- _Instructions for the task_
Line by line, retype the whole listing exactly.

== Source material

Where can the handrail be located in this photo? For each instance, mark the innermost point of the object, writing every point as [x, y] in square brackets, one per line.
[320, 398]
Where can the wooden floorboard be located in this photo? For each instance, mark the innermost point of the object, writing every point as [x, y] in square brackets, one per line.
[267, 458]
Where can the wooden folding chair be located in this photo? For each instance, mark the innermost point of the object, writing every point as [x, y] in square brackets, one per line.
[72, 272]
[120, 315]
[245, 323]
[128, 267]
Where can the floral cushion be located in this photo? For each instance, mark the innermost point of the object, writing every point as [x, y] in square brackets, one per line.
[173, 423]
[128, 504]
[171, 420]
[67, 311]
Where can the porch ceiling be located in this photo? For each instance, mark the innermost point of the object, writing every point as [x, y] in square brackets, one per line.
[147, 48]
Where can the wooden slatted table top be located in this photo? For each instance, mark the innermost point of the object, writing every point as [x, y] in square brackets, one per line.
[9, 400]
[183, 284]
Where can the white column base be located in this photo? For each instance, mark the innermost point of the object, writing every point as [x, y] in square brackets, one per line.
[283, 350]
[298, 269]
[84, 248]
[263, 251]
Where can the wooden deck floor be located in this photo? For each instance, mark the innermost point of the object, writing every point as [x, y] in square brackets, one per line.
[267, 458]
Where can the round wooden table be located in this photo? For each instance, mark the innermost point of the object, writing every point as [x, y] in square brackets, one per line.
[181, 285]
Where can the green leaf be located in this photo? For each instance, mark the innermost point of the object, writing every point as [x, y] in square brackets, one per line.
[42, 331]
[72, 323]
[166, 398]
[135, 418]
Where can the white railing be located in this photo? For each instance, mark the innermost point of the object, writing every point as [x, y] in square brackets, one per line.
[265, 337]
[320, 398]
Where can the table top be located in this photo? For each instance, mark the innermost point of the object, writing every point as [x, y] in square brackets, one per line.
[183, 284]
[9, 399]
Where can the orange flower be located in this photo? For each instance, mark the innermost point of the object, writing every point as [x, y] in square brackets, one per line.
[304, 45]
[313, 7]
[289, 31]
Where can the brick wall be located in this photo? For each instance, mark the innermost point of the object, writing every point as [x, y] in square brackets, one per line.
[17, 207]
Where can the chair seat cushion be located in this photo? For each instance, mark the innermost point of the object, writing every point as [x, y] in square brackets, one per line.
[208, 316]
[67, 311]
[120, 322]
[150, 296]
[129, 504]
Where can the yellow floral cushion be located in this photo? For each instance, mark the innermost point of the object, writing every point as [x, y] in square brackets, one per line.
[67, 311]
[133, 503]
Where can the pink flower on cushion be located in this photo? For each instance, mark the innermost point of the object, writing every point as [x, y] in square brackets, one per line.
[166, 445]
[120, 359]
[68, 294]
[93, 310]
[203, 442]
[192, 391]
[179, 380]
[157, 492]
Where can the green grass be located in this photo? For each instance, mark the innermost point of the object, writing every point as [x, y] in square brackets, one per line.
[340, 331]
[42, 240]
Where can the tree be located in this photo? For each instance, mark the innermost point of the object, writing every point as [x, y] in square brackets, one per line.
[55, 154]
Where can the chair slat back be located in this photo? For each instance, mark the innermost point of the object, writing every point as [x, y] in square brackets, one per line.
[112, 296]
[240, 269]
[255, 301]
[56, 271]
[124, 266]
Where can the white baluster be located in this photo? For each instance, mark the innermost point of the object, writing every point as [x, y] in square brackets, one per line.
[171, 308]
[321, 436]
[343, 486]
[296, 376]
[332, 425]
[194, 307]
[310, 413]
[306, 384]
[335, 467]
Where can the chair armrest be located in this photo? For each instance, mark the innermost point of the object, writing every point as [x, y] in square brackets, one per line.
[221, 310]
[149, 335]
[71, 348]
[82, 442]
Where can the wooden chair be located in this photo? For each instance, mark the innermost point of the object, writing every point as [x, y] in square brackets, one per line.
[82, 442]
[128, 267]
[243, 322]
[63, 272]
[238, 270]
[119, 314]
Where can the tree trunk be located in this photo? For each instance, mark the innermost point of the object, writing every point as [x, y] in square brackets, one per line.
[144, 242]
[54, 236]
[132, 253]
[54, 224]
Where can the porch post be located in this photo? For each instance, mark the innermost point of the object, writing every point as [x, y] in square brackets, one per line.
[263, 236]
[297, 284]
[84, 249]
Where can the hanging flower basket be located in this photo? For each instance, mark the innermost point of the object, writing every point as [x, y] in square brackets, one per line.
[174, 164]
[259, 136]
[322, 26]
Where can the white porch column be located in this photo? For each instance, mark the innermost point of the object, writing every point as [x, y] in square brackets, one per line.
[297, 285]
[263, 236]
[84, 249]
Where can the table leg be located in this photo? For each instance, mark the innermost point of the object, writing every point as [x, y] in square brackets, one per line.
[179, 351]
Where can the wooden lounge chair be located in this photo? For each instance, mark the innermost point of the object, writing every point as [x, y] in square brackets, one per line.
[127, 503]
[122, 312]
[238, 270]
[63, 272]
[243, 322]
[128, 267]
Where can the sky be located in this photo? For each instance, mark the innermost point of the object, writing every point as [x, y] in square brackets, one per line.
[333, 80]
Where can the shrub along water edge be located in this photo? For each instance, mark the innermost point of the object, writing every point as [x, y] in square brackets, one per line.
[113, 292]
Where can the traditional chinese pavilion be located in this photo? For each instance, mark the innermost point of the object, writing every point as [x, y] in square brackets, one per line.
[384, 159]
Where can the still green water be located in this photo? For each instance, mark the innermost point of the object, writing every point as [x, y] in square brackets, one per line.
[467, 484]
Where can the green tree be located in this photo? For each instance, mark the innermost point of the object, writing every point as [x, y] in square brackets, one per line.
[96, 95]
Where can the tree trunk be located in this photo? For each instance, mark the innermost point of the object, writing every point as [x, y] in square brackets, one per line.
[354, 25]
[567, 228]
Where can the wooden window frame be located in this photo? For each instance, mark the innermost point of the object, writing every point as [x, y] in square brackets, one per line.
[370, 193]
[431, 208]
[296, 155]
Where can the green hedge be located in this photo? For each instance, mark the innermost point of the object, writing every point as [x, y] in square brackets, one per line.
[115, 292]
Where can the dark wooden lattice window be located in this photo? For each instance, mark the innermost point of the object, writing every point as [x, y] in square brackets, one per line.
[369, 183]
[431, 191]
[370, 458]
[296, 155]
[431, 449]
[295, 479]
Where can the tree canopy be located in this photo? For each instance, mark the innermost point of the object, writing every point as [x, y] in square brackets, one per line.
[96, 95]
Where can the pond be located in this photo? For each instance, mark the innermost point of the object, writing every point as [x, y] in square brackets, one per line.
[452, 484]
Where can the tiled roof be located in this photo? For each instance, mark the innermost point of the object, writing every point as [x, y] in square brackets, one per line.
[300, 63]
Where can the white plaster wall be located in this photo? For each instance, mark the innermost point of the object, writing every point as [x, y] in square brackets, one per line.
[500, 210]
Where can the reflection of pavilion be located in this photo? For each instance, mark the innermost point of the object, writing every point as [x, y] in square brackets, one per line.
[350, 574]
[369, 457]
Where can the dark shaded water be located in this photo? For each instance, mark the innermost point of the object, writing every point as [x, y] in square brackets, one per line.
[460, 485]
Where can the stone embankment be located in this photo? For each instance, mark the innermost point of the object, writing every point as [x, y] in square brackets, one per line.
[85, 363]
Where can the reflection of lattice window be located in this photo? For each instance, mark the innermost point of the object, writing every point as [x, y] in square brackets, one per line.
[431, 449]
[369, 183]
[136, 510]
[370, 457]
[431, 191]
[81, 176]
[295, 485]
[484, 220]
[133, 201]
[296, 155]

====

- _Task output_
Where can the handrail be located in this photo? For each instance, mark the innermost point of the object, writing every point as [x, y] in square brackets, one per line.
[320, 398]
Where can the wooden floorboard be located in this photo? For each instance, mark the innermost point of the object, writing every point as [x, y] in square brackets, one per line.
[267, 458]
Where can the wooden folding chair be located in this photo? For each instance, mark the innermost point of the object, writing every point as [x, y] in square brackets, one per line.
[72, 272]
[120, 315]
[245, 323]
[128, 267]
Where can the floral cushion be located in this photo? For each instance, mark the innermost point of the object, writing every point as [x, y] in square brackets, one per line.
[173, 423]
[128, 504]
[171, 420]
[67, 311]
Where can the porch ceiling be located in this photo? For each instance, mark the innermost point of the object, writing every point as [x, y] in square brackets, one per line.
[147, 48]
Where can the wooden slatted table top be located in this photo? For each instance, mark the innermost point of the object, writing every point as [x, y] in square brackets, one per line.
[9, 400]
[183, 284]
Where can the white column base be located in this photo? For each instance, mark the innermost point of the object, writing every point as [x, y] in square brackets, one per line.
[283, 350]
[298, 269]
[84, 248]
[263, 251]
Where can the wooden deck floor be located in this photo? For each instance, mark the innermost point of the object, writing every point as [x, y] in square brackets, one per line.
[267, 458]
Where can the round wooden table be located in this photo? For each instance, mark the innermost point of the object, writing every point as [x, y] in square brackets, one per line.
[181, 285]
Where can the green leaf be located in this photo? For each instance, mark the innermost point of the object, writing every point as [x, y] in square brackets, one per line.
[42, 331]
[72, 323]
[166, 398]
[135, 418]
Where can the white railing be located in this photo? For each instance, mark the innermost point of the object, writing every point as [x, y] in square brackets, one per line.
[265, 337]
[320, 398]
Where can the table top be located in this photo? For each instance, mark the innermost point of the object, writing every point as [x, y] in square brackets, one per line.
[183, 284]
[9, 399]
Where can the orange flower be located in this photo? For each instance, mark the innermost point of the object, writing every point as [x, y] in square brackets, one per line.
[304, 45]
[313, 7]
[289, 31]
Where can the brick wall be located in this photo? For each instance, mark the innermost point of the object, writing every point as [x, y] in square brackets, one per line.
[17, 207]
Where can the chair seat cushion be located in this photo? For each instance, mark the innermost point of the object, writing every point as [x, y] in square brackets, one per line.
[208, 316]
[67, 311]
[120, 322]
[150, 296]
[129, 504]
Where can the yellow floral cushion be located in this photo? For each instance, mark the innermost point of the object, writing every point as [x, y] in square brackets, one per line.
[67, 311]
[133, 503]
Where can the pink flower on cushion be located in this photo? For each instance, mark the innermost point of the object, writing every point as [x, y] in square brackets, one per line.
[166, 445]
[120, 359]
[68, 294]
[93, 310]
[203, 442]
[192, 391]
[179, 380]
[157, 492]
Where can the green grass be located in this photo? For each instance, mark the innermost point of the object, writing every point as [x, y] in square brackets, one per line.
[340, 331]
[42, 240]
Where can the tree be located in this photo? For each instance, mark the innermost point of the object, writing every point as [x, y] in square brackets, one per line.
[55, 154]
Where can the chair slat back be located in this photo? For each instance, mark the innermost point of the object, writing every point as [x, y] in square brackets, one per line.
[112, 296]
[240, 269]
[255, 301]
[56, 271]
[124, 266]
Where can the white baluster be located in this photo? For each instance, mark the innermost point of the object, writing every point as [x, y] in square brackets, one per line.
[171, 308]
[321, 436]
[343, 486]
[296, 376]
[332, 425]
[194, 307]
[310, 413]
[306, 384]
[335, 467]
Where can the chair armrest be located in this photo? For each instance, mark the innermost point of the object, writing every point as [x, y] in square brackets, one per line.
[221, 310]
[149, 335]
[71, 348]
[82, 442]
Where can the wooden chair be located in this photo? For each instance, mark the innermost point of the object, writing every point as [x, y] in square brackets, one per line.
[82, 442]
[128, 267]
[243, 322]
[63, 272]
[238, 270]
[119, 314]
Where can the tree trunk be located in this photo? For each instance, mark the innermost point of the object, writing every point as [x, y] in square brackets, one per line.
[144, 242]
[54, 236]
[132, 253]
[54, 224]
Where can the porch post be located in this photo? For each instance, mark the innermost point of the object, writing every point as [x, y] in square brackets, one per line.
[263, 236]
[297, 284]
[84, 249]
Where can the hanging flower basket be located in this photo? For each instance, mark the innermost point of the object, writing every point as [x, y] in square brackets, one per line.
[174, 164]
[259, 136]
[322, 26]
Where can the white porch column be located in this photo? For each instance, mark the innermost point of the object, writing every point as [x, y] in square brackets, one per line.
[297, 285]
[263, 236]
[84, 249]
Where can the table leg be located in this photo? For each instance, mark the innermost point of the object, writing every point as [x, y] in square brackets, one per line.
[179, 351]
Where can the wooden lounge chair be located in this photo? For each instance, mark the innermost point of the object, writing every point as [x, y] in square brackets, one per line.
[127, 503]
[122, 312]
[238, 270]
[63, 272]
[243, 322]
[128, 267]
Where can the sky be located in this photo? For each instance, mark the innermost point of the object, writing every point as [x, y] in square brackets, one per line.
[333, 80]
Where can the shrub along water edge be located in this photo? For each instance, mark the innermost point of the object, writing every point as [x, y] in square brackets, one per line.
[113, 292]
Where can the traditional chinese pavilion be located in this photo? For each instance, mark the innermost point of the object, writing every point as [x, y] in square brackets, one per line.
[384, 159]
Where can the still green water be located in this photo? For each instance, mark the innermost point of the object, writing every point as [x, y] in square brackets, one per line.
[467, 484]
Where can the green tree be located in this photo? For each instance, mark the innermost point of the object, writing every point as [x, y] in square brackets, one per line.
[96, 95]
Where can the tree trunk be located in this photo? For each instance, mark the innermost point of the object, writing every point as [x, y] in square brackets, one per line.
[354, 25]
[567, 228]
Where can the wooden window frame be located in this photo? For each instance, mark the innermost point of the object, writing every point as [x, y] in square brackets, one per line.
[370, 193]
[431, 208]
[296, 155]
Where can the green hedge be located in this photo? For each instance, mark the innermost point of the object, writing every point as [x, y] in square brackets, one per line.
[115, 292]
Where can the dark wooden lattice window be located in this photo? For each instance, mark the innermost point of the object, writing every point as [x, y] in square brackets, one per line.
[369, 183]
[431, 191]
[370, 458]
[296, 155]
[431, 449]
[295, 479]
Where can the tree canopy be located in this photo? For each instance, mark the innermost point of the object, writing every point as [x, y] in square brackets, one per line.
[96, 95]
Where can the pond be located in this photo? For each instance, mark the innermost point of the object, writing every point as [x, y] in square brackets, one per line.
[452, 484]
Where can the tiled roof be located in this photo? For each instance, mark the innermost point of the object, writing every point as [x, y] in square brackets, one per line.
[300, 63]
Where can the white plaster wall be located in this photo? For each instance, mark the innermost point of the object, writing every point as [x, y] in square brackets, one per line.
[500, 210]
Where can the reflection of pavilion be located in this photo? For each instance, mark the innermost point of the object, writing every point as [x, y] in square brackets, one per line.
[350, 574]
[369, 457]
Where can the dark shaded water be located in this photo? For each instance, mark the innermost point of the object, writing every point as [x, y] in square brackets, one per line.
[460, 485]
Where can the stone embankment be located in this photo? For each instance, mark the innermost point of the object, writing every point as [x, y] in square brackets, one per line.
[85, 363]
Where can the reflection of lattice window be located in this photo? For each instance, mark the innermost point of the object, writing every point as [x, y] in square brackets, one per line.
[431, 449]
[369, 183]
[136, 510]
[370, 457]
[431, 191]
[81, 176]
[295, 485]
[484, 220]
[133, 201]
[296, 155]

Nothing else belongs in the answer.